# Work to complete:
The full set of records below is to be reproduced without a single alteration.

Dataset records:
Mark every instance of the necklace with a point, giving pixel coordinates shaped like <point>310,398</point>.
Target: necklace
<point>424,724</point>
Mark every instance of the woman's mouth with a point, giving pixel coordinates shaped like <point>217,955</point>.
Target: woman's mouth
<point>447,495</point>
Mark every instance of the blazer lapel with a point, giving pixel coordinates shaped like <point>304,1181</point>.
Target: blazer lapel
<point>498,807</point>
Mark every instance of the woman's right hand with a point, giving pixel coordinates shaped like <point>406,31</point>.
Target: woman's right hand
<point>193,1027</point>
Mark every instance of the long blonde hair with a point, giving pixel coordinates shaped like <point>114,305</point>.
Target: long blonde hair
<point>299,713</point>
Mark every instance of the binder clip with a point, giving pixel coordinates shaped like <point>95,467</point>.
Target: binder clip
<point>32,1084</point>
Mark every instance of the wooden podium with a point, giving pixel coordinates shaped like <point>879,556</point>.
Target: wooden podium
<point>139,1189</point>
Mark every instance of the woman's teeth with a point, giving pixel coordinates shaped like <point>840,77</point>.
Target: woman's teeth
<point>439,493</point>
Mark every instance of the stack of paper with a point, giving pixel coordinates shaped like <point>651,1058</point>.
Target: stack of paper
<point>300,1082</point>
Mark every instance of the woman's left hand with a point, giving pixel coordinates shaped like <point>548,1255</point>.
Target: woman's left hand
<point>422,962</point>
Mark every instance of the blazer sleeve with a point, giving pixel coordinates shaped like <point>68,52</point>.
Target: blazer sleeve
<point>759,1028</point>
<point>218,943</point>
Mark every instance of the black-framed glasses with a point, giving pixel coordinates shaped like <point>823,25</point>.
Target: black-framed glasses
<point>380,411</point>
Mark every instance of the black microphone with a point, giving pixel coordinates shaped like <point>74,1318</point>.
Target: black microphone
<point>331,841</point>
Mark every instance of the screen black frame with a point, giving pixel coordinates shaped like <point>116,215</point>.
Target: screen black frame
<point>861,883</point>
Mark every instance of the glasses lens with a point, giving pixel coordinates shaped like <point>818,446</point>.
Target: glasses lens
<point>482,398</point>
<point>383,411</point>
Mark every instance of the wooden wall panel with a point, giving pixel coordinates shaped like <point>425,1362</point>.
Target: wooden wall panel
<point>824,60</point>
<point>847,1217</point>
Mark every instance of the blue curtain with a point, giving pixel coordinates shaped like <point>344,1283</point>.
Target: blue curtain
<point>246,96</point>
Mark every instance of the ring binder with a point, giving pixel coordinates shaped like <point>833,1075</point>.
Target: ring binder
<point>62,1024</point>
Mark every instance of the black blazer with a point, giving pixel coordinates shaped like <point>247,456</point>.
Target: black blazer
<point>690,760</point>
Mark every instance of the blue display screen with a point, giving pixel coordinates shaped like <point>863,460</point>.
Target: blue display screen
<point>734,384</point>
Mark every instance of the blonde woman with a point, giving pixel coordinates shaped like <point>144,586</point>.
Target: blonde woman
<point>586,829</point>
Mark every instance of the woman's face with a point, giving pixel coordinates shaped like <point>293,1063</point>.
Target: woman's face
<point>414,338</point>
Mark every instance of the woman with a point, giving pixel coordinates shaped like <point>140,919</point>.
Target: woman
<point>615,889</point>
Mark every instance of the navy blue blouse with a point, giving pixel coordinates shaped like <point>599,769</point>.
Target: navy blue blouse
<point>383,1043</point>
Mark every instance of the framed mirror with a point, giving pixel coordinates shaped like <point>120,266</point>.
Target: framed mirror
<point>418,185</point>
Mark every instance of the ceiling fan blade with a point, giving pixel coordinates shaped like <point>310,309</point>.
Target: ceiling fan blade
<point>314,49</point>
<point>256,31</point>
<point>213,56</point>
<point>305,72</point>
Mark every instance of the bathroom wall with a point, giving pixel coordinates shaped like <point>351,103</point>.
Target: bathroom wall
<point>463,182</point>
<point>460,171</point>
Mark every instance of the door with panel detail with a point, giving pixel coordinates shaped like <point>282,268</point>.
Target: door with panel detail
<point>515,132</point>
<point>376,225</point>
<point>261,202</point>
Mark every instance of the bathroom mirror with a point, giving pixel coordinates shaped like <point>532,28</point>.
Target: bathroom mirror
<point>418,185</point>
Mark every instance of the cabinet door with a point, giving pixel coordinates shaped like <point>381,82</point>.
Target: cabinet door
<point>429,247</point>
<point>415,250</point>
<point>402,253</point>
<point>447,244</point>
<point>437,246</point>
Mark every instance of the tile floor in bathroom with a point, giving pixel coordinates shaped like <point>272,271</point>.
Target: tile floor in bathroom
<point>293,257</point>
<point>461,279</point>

# Output for this task:
Mark every instance of the necklace with a point, giving pixel coordinates shaped like <point>310,398</point>.
Target: necklace
<point>424,724</point>
Mark every instance of the woman's mouth with a point, giving pixel coordinates shaped like <point>217,955</point>.
Target: woman's mouth
<point>447,495</point>
Mark every instance of the blazer lapel with a point, giving pixel coordinates shaped like <point>304,1181</point>.
Target: blazer lapel
<point>498,807</point>
Mark every instance of the woman's right hand with a point, giving pixel coordinates shaped like <point>406,31</point>.
Target: woman's right hand
<point>193,1027</point>
Mark every instance of the long blonde hair with a point, giving pixel coordinates shaped like <point>114,305</point>.
Target: long blonde hair
<point>299,713</point>
Mark every instance of the binder clip with a point, giving pixel coordinates shaped like <point>95,467</point>.
Target: binder clip
<point>32,1084</point>
Mark every instance of the wooden podium with a point, giving pixel coordinates shaped like <point>879,556</point>.
Target: wooden podium
<point>139,1189</point>
Mark every instance of the woman's teeth with a point, giving pixel coordinates shaped like <point>840,77</point>.
Target: woman's teeth
<point>439,493</point>
Mark every instance of the stack of paper with a point, giving pixel coordinates shaped like <point>651,1058</point>.
Target: stack of paper
<point>300,1082</point>
Mark every instance of the woman's left hand with a point, giving pixel coordinates shaped like <point>548,1255</point>.
Target: woman's left hand
<point>422,962</point>
Mark every instance of the blazer sleeve with a point, giving pixel coordinates shaped like <point>68,52</point>.
Target: blazer sleeve
<point>759,1028</point>
<point>218,943</point>
Mark every instance of the black-framed glasses with a point, giving pixel coordinates shaped like <point>823,25</point>.
Target: black-framed glasses
<point>380,411</point>
Mark every instance of the black microphone with a point, giving pixel coordinates shaped like <point>74,1318</point>.
Target: black microphone
<point>331,841</point>
Mark every instance of the screen black frame with a point, giving pixel coordinates shaped like <point>116,215</point>.
Target: screen black frame
<point>861,883</point>
Mark every instance of the glasses lens with a point, giving pixel coordinates shaped like <point>818,446</point>.
Target: glasses lens
<point>482,398</point>
<point>383,411</point>
Mark every instance of the wooden wall panel with a point, giving pixel coordinates shaped like <point>425,1362</point>.
Target: wooden wall panel
<point>824,60</point>
<point>847,1217</point>
Mark every instance of the blue curtain with a point, giving pixel coordinates shaped like <point>344,1283</point>.
Target: blue curtain
<point>246,96</point>
Mark every instance of the ring binder with a point, giving pixel coordinates shaped like <point>833,1075</point>.
Target: ring binder
<point>62,1024</point>
Mark every instance of the black blazer with a point, giving pixel coordinates shaped like <point>247,456</point>.
Target: black blazer
<point>690,760</point>
Mark every instance of the blue display screen with a point, giving pixel coordinates shaped like <point>863,460</point>.
Target: blue display screen
<point>734,384</point>
Mark every instance of the blonde woman with a point, giving pixel coordinates shaped like <point>144,586</point>.
Target: blonde woman
<point>586,829</point>
Mark every instance of the woman's face with a point, giving pixel coordinates shaped like <point>293,1063</point>.
Target: woman's face
<point>414,338</point>
Mark every instance of the woman with a point, giving pixel coordinates shaped like <point>140,919</point>.
Target: woman
<point>615,889</point>
Mark every instance of the navy blue blouse with a point, giving pixel coordinates shaped like <point>599,769</point>.
Target: navy blue blouse
<point>383,1043</point>
Mark every instance of the framed mirror with a point, giving pixel coordinates shaped like <point>120,266</point>.
Target: framed mirror
<point>418,185</point>
Mark every instance of the ceiling fan blade with a point, giving pixel coordinates shaped like <point>310,309</point>.
Target: ceiling fan blade
<point>314,49</point>
<point>256,31</point>
<point>213,56</point>
<point>305,72</point>
Mark every instance of the bathroom wall with a point, giving pixel coordinates shaped like <point>351,103</point>.
Target: bathroom wall
<point>463,182</point>
<point>460,171</point>
Mark every instance of the door with panel detail with a point, giving pixel coordinates shaped like <point>282,268</point>.
Target: door with panel detail
<point>515,132</point>
<point>376,225</point>
<point>261,202</point>
Mark every instance of the bathroom mirror with a point, giving pixel coordinates shaped like <point>532,28</point>.
Target: bathroom mirror
<point>418,185</point>
Mark every instance of the cabinet door with a point, giving pixel coordinates shaped like <point>381,82</point>.
Target: cabinet door
<point>429,247</point>
<point>415,250</point>
<point>402,253</point>
<point>447,244</point>
<point>437,246</point>
Mark every instance of the tile floor in bathroom with a point, giving pixel coordinates shaped like <point>272,271</point>.
Target: tile floor in bathroom
<point>293,257</point>
<point>461,279</point>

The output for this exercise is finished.